- **WORK TO COMPLETE**
Can you copy the entries word for word, from their first line up to and including the line containing "[0, 0, 1317, 483]", omitting the pictures?

- **GIVEN RECORDS**
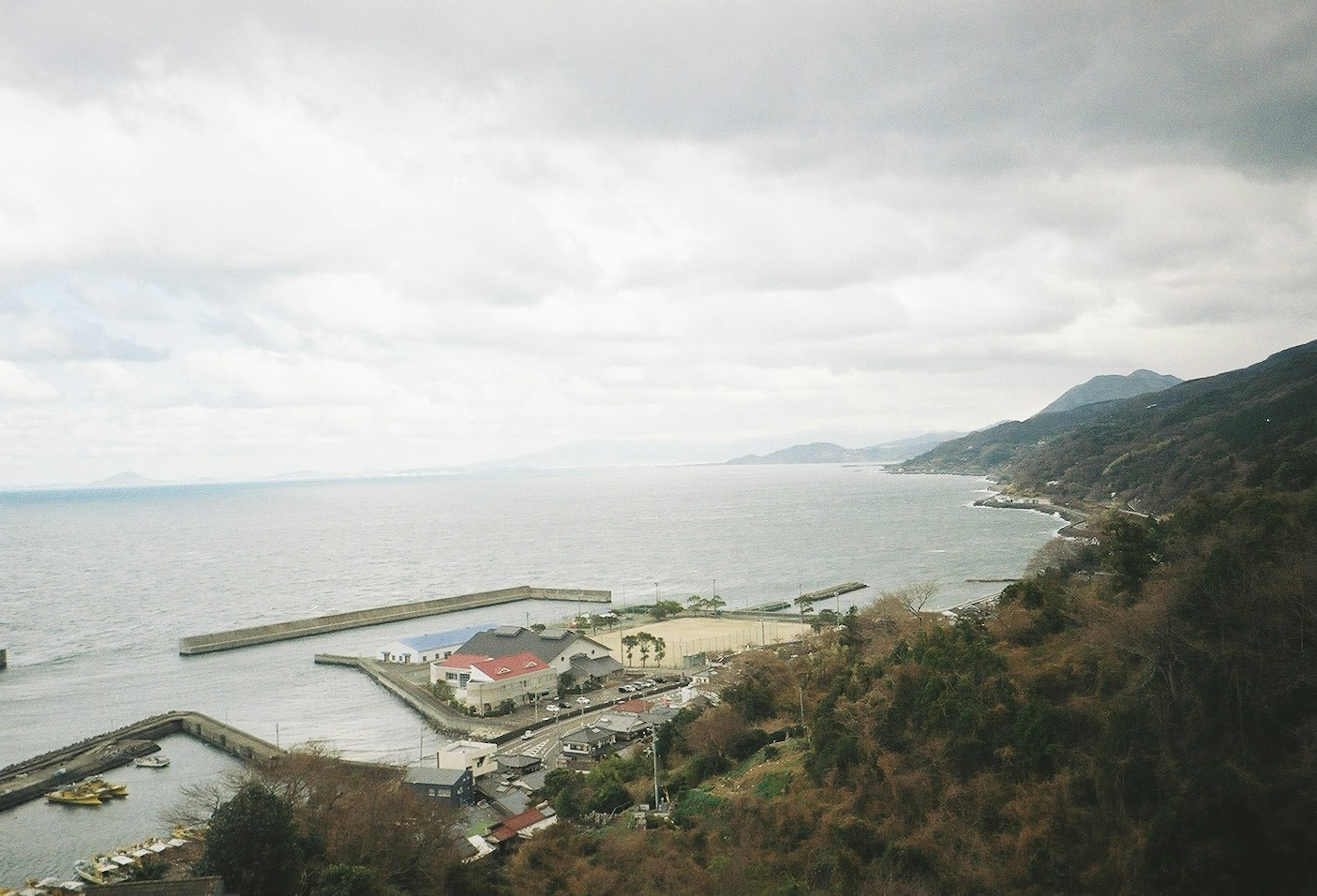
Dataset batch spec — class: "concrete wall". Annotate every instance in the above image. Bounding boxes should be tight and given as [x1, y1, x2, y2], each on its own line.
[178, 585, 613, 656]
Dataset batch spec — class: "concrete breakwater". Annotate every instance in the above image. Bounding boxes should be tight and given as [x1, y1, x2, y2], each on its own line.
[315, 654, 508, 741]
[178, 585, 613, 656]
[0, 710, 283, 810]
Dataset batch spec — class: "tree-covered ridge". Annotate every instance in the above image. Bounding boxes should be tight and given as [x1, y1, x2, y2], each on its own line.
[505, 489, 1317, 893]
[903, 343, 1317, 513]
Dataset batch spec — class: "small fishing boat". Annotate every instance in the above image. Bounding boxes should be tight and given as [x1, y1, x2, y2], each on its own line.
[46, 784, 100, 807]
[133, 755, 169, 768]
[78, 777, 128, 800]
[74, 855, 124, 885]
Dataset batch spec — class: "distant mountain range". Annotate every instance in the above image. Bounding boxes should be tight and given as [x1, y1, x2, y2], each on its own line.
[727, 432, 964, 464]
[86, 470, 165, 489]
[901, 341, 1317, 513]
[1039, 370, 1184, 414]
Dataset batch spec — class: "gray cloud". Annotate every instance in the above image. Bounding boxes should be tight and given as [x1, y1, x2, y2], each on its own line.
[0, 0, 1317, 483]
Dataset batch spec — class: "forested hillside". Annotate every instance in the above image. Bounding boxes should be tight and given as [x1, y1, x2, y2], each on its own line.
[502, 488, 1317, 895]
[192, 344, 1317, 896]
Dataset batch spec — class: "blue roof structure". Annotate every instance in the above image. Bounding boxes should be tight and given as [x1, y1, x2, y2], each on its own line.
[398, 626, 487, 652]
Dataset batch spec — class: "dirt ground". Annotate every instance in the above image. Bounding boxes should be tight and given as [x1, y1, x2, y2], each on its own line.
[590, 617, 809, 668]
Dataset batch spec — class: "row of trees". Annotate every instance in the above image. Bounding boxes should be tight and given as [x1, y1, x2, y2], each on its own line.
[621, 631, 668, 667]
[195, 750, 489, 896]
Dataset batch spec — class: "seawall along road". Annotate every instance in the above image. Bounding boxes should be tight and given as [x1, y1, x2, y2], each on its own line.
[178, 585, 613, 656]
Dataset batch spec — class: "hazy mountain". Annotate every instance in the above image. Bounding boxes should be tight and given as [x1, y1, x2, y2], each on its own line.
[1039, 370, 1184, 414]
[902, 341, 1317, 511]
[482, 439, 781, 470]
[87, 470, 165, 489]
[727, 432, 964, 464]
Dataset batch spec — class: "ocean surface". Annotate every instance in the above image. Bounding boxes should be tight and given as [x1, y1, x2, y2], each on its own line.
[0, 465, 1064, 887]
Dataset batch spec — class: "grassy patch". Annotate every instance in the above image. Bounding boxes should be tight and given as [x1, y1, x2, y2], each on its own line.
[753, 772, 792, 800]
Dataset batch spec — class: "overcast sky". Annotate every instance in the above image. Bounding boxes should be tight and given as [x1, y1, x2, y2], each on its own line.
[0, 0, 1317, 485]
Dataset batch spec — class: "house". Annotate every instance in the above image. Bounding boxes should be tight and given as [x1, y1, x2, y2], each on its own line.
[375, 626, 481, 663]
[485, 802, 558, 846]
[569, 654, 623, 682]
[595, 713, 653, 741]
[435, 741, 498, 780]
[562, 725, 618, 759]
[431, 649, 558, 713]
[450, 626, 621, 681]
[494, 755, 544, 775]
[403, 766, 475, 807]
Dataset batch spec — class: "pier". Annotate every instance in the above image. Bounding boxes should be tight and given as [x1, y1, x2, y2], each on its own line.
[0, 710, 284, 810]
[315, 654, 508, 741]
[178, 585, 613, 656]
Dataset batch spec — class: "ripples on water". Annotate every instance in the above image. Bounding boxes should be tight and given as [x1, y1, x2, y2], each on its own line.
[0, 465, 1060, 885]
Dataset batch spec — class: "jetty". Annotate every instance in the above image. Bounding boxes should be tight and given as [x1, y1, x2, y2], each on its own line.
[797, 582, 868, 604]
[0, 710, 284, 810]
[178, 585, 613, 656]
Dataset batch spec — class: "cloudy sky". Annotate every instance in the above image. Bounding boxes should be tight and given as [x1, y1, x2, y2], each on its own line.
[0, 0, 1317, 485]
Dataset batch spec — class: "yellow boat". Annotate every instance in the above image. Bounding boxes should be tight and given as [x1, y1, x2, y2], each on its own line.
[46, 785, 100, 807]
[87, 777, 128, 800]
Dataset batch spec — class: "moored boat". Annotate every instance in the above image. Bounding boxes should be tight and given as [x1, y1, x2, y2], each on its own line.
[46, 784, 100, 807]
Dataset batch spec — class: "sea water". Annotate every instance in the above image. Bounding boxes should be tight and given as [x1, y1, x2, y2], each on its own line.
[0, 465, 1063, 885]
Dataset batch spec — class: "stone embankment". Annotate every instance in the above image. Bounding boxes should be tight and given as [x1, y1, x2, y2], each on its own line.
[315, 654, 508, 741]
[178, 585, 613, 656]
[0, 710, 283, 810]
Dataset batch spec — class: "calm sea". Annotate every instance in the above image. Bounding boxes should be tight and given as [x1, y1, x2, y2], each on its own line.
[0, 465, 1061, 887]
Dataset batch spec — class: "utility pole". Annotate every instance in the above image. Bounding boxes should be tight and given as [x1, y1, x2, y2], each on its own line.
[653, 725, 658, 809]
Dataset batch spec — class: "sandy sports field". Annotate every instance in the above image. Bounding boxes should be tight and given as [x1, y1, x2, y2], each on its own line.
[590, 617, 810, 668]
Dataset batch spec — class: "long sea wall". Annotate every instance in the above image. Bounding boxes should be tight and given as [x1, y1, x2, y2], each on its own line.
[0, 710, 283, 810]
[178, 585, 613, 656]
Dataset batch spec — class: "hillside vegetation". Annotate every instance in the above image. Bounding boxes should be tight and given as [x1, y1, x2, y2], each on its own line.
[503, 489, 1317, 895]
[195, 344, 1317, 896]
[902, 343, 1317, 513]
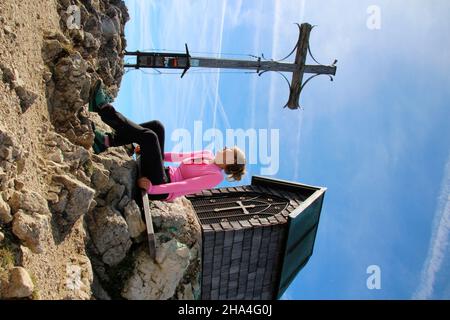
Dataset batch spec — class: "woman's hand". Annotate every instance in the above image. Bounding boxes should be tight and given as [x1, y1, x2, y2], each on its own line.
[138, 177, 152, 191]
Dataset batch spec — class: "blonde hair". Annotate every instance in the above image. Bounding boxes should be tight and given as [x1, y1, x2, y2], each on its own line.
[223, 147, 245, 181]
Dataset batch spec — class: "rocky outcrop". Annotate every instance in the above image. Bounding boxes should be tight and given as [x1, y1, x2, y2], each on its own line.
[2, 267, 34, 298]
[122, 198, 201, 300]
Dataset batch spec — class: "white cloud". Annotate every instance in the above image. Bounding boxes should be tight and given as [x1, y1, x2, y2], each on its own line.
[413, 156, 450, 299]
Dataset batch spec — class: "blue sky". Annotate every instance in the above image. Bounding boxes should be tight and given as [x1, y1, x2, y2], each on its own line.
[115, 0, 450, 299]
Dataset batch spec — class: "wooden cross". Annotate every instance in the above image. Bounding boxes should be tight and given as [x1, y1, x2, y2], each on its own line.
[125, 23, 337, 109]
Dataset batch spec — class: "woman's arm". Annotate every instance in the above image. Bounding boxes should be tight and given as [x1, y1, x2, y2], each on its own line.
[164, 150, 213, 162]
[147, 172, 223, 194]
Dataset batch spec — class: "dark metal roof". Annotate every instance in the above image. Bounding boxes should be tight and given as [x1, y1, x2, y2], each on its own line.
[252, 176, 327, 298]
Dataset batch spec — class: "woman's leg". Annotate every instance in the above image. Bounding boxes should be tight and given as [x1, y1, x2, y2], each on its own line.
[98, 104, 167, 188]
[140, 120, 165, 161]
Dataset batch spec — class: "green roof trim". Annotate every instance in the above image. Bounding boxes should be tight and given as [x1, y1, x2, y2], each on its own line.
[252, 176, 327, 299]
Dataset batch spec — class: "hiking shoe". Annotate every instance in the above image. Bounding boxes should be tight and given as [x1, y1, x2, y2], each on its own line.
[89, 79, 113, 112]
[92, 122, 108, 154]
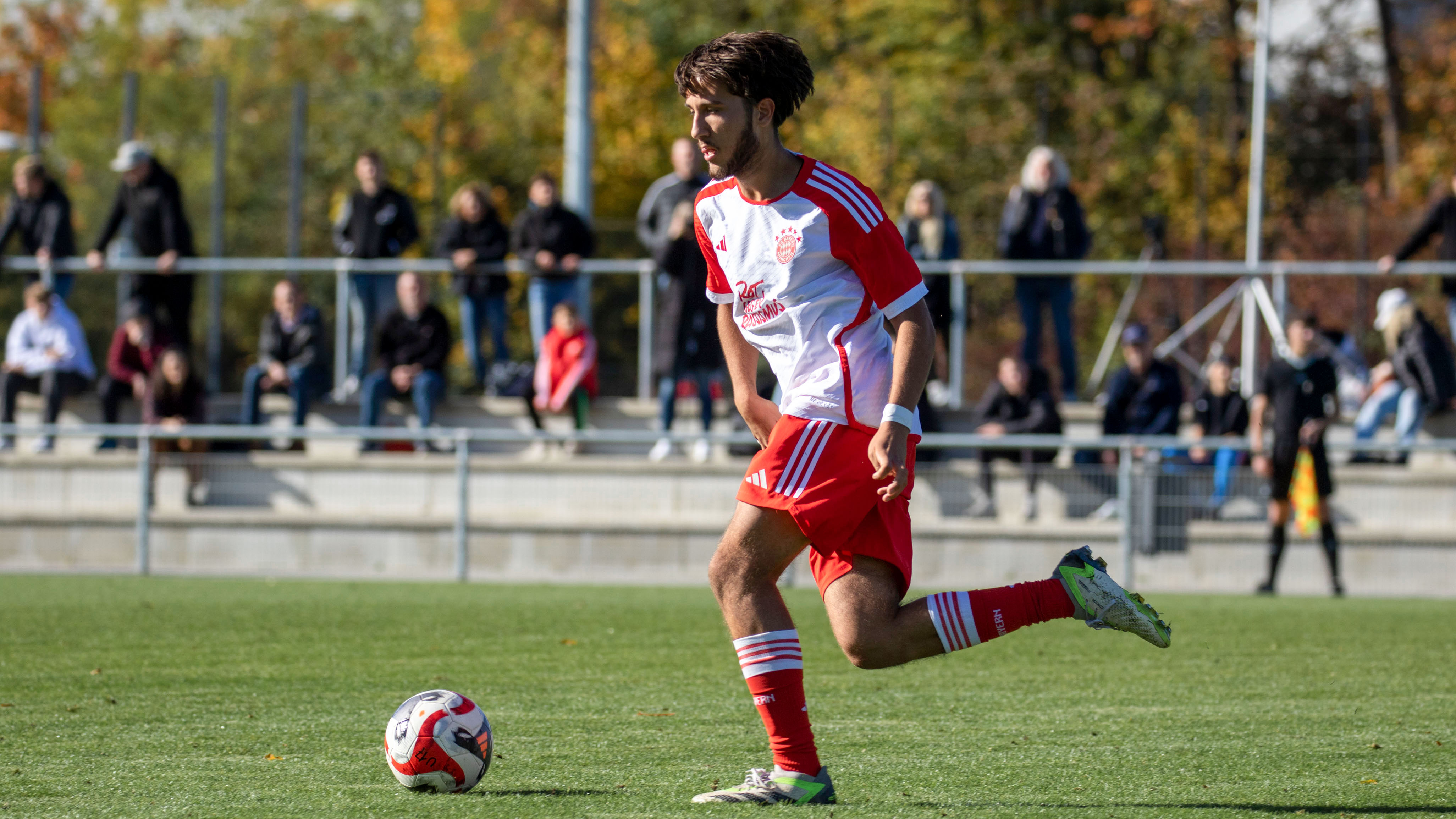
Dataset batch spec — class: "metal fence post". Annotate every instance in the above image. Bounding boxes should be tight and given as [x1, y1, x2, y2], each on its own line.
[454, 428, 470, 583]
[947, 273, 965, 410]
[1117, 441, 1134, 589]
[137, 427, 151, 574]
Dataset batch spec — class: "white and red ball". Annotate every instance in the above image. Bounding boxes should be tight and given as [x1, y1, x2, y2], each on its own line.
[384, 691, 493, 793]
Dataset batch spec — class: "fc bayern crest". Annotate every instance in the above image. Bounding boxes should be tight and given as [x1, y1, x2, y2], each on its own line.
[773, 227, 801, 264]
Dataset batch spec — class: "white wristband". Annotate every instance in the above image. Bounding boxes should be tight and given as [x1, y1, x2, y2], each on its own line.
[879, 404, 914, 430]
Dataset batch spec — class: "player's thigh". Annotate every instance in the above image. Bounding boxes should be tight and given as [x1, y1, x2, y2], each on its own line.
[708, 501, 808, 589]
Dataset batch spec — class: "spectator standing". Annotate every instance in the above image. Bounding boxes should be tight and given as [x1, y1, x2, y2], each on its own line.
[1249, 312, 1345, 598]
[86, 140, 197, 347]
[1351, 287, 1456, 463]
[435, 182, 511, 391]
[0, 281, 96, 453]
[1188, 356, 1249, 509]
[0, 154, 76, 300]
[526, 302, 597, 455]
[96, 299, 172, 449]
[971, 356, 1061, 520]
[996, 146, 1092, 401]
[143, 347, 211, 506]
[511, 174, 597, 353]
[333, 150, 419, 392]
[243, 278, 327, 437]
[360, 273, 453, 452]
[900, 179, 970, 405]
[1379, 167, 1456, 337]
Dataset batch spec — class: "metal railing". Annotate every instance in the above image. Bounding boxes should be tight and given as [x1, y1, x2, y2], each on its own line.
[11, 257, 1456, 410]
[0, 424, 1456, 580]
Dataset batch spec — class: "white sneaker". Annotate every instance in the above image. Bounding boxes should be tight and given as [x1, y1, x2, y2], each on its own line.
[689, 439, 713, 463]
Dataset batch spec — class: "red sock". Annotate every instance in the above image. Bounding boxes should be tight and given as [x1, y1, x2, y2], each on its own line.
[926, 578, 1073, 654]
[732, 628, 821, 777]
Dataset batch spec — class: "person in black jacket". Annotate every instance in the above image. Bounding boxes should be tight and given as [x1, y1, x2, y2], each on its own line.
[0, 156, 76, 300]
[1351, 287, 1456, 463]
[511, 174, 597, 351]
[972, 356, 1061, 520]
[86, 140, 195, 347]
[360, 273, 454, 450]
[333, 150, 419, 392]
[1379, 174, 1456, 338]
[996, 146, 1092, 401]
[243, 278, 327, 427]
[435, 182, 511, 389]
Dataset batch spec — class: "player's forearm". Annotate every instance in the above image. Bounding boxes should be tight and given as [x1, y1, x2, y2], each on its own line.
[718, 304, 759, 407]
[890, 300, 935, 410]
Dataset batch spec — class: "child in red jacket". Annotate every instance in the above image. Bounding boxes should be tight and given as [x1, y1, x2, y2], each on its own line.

- **PROBLEM SOLUTION**
Dataset batch spec — class: "concrete wall". Annotate every instance in the above image. Bounding boxes should be tight and given as [x1, y1, x2, y2], each on its own line.
[178, 585, 613, 656]
Dataset batch spec — class: "concrete breakwater". Annotate every instance in the above image. Bounding boxes should be tight and given as [x1, y1, x2, y2], each on its own line.
[315, 654, 508, 741]
[178, 585, 613, 656]
[0, 710, 283, 810]
Dataset batch spec — class: "tree-covered ridge". Annotate every instance in the above image. Bounding boxes should be tight and given as [x1, y1, x2, y2], each on its own line.
[505, 489, 1317, 893]
[903, 343, 1317, 513]
Dataset batch spec — class: "small fishing boat". Annotate every instance in the above image. Bounding boxes should be tight and given as [x1, y1, x2, y2], each on its own line.
[46, 784, 100, 807]
[133, 755, 169, 768]
[78, 777, 128, 800]
[74, 855, 124, 885]
Dataset batch spec — class: "distant mountain range". Annotate every instance in the above image. Bounding boxes should be tight and given as [x1, y1, x2, y2], each on its own line.
[727, 432, 964, 464]
[86, 470, 165, 489]
[901, 341, 1317, 513]
[1039, 370, 1184, 414]
Dataset batch spec — class: "gray cloud". Annotate every instance in the above image. Bounding boxes should be tight and given as [x1, y1, x2, y2], each on its own line.
[0, 0, 1317, 483]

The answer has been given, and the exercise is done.